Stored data

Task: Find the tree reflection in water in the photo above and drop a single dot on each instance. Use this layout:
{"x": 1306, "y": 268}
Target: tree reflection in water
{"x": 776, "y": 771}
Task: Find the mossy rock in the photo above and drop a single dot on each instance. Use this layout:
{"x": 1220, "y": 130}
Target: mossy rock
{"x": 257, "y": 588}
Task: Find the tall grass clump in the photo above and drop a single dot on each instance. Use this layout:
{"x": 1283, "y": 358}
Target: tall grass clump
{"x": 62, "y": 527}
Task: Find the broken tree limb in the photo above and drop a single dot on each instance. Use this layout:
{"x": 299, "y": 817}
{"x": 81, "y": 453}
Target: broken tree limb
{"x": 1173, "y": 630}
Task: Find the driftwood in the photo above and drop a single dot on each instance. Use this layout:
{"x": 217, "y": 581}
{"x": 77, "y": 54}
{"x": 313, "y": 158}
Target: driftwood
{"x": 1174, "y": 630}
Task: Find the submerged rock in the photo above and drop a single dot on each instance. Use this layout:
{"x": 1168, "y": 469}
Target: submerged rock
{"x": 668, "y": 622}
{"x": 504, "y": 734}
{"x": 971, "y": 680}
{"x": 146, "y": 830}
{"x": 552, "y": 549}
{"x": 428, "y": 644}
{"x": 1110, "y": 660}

Work instructions |
Write the material out again word for word.

The answer |
Task: Find the tree reflection in water in the photo above and drop a single dot on each instance. Use this layout:
{"x": 1306, "y": 268}
Target: tree reflection in water
{"x": 776, "y": 771}
Task: Find the mossy rock in the photo above and drop a single dot on each instance. Use this layout:
{"x": 1220, "y": 130}
Target: mossy rock
{"x": 257, "y": 588}
Task: Find the tall grass clump in the photo above and drop a single dot on each instance. Use this layout:
{"x": 1283, "y": 358}
Target: tall grass clump
{"x": 62, "y": 527}
Task: Find the broken tree limb in the photo above and drop a single dot on each instance. Use this layout:
{"x": 299, "y": 817}
{"x": 81, "y": 453}
Target: broken tree limb
{"x": 1173, "y": 630}
Task: Find the driftwood in the photo above and drop a single dot on each instance. Use this layout:
{"x": 217, "y": 581}
{"x": 77, "y": 54}
{"x": 313, "y": 158}
Target: driftwood
{"x": 1174, "y": 630}
Task: Find the submerged rock in the photo above and drop a single dot on each instance. Use this layout:
{"x": 1168, "y": 469}
Target: submerged rock
{"x": 668, "y": 622}
{"x": 504, "y": 734}
{"x": 971, "y": 680}
{"x": 146, "y": 830}
{"x": 552, "y": 549}
{"x": 428, "y": 644}
{"x": 1110, "y": 660}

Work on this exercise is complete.